(TEXTO DE ORIGEM):
******************************

A própria Guia de Trânsito Animal (GTA), documento oficial do Ministério da Agricultura, Pecuária e Abastecimento (Mapa) para o transporte de animais no Brasil é outro exemplo de ferramenta que poderia ser utilizada para rastrear a origem da carne. No entanto, ela precisaria ser mais fiscalizada, transparente e divulgada pelos governos, pois, atualmente, ainda não consegue garantir que os animais não passaram por áreas ilegais ou onde há desmatamento.

O lobby do agronegócio é apontado como um dos principais motivos pelo qual, nem o SISBOV, nem outro sistema de rastreamento, funciona amplamente no Brasil até hoje. Segundo o pesquisador do Instituto do Homem e Meio Ambiente da Amazônia (Imazon), Paulo Barreto, que é especialista em pecuária, historicamente, os fazendeiros fazem pressão para que não sejam aprovadas leis que os obriguem a ser transparentes. “Eles não vão fazer isso voluntariamente, mudanças desse tipo só acontecem quando há alguma demanda externa aos pecuaristas, dos frigoríficos e supermercados, por exemplo – de quem compra  gado ou a carne”, afirma. Algumas empresas brasileiras já avisam que devem deixar de comprar de produtores que não são transparentes, mas só em 2025.

******************************

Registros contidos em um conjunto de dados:
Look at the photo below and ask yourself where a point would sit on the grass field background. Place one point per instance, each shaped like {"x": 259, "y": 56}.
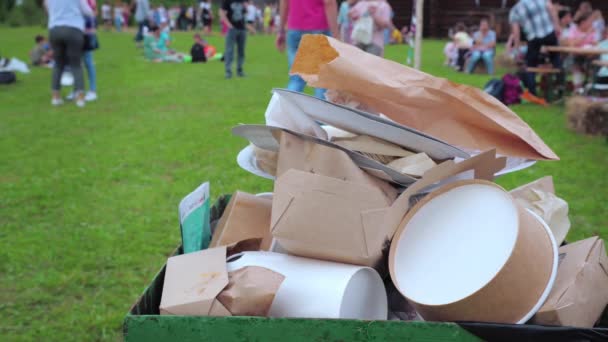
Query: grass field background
{"x": 88, "y": 197}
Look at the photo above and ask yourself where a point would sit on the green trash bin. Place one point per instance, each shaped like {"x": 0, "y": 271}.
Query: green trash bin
{"x": 144, "y": 324}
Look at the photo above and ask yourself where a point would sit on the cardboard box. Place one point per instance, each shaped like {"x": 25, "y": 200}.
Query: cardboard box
{"x": 343, "y": 221}
{"x": 539, "y": 196}
{"x": 199, "y": 284}
{"x": 580, "y": 293}
{"x": 192, "y": 283}
{"x": 246, "y": 217}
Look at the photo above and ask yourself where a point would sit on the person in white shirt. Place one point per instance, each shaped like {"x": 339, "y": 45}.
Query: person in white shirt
{"x": 106, "y": 15}
{"x": 250, "y": 17}
{"x": 66, "y": 27}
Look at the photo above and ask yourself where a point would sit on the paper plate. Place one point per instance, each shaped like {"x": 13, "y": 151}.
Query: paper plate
{"x": 262, "y": 137}
{"x": 246, "y": 160}
{"x": 359, "y": 122}
{"x": 499, "y": 259}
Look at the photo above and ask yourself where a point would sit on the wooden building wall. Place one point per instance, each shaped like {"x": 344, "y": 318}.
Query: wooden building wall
{"x": 440, "y": 15}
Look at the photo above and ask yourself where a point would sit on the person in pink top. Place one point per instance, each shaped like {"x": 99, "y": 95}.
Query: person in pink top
{"x": 582, "y": 34}
{"x": 380, "y": 11}
{"x": 300, "y": 17}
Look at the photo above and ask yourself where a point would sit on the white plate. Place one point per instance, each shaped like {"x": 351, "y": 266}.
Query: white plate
{"x": 359, "y": 122}
{"x": 246, "y": 160}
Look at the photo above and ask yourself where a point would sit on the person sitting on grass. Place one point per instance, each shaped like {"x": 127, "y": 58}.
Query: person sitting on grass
{"x": 153, "y": 53}
{"x": 483, "y": 47}
{"x": 602, "y": 74}
{"x": 209, "y": 51}
{"x": 198, "y": 50}
{"x": 164, "y": 39}
{"x": 463, "y": 42}
{"x": 41, "y": 54}
{"x": 582, "y": 35}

******************************

(TRABALHO SOLICITADO):
[1] Responda com base no texto sobre o rastreamento da carne:
(a) Qual documento oficial do Mapa é usado para o transporte de animais no Brasil?
(b) Em qual instituto Paulo Barreto é pesquisador?
(c) Em que ano algumas empresas brasileiras devem deixar de comprar de produtores que não são transparentes?
[2] Por favor, prossiga com o texto sobre o rastreamento da carne a partir da sua última frase.
Os registros não têm relação com o texto sobre o rastreamento da carne.

(RESPOSTAS DO EXERCÍCIO):
[1]
(a) A Guia de Trânsito Animal (GTA).
(b) No Instituto do Homem e Meio Ambiente da Amazônia (Imazon).
(c) Em 2025.

[2]
Paulo Barreto cita o exemplo da vacinação contra a febre aftosa para ilustrar como os produtores conseguem se adaptar, se são devidamente cobrados para isso. Segundo ele, quando a comunidade internacional começou a proibir as exportações de gado não vacinado, impulsionado pelo Mal da Vaca Louca, o governo criou, numa parceria público-privada, o Programa Nacional de Erradicação da Febre Aftosa. “Aí, saímos de 8% para, basicamente, todo o gado nacional vacinado”, conta o pesquisador. “Naquela época, o Brasil exportava cerca de 5% da carne e hoje exporta entre 20 e 25%. E, com isso, ganhou milhões de dólares por ano”, explicou. “É que nem com a Covid-19. Se alguém não vacina o gado, pode criar problemas para todo mundo. Por isso é obrigatório”.

Para Paulo Barreto, se os mercados interno e externo fossem mais exigentes, os fazendeiros poderiam se adaptar. Um elemento importante nessa conta é que os grandes varejistas do Brasil são multinacionais, o que pode acelerar esse processo por aqui. A varejista alemã Aldi, já anunciou boicote à carne do Brasil como resposta à destruição da floresta. Outro grupo europeu está sendo processado internacionalmente por ter comprado carne associada ao desmatamento no Brasil, já que a lei francesa exige que suas empresas monitorem esse tipo de conexão.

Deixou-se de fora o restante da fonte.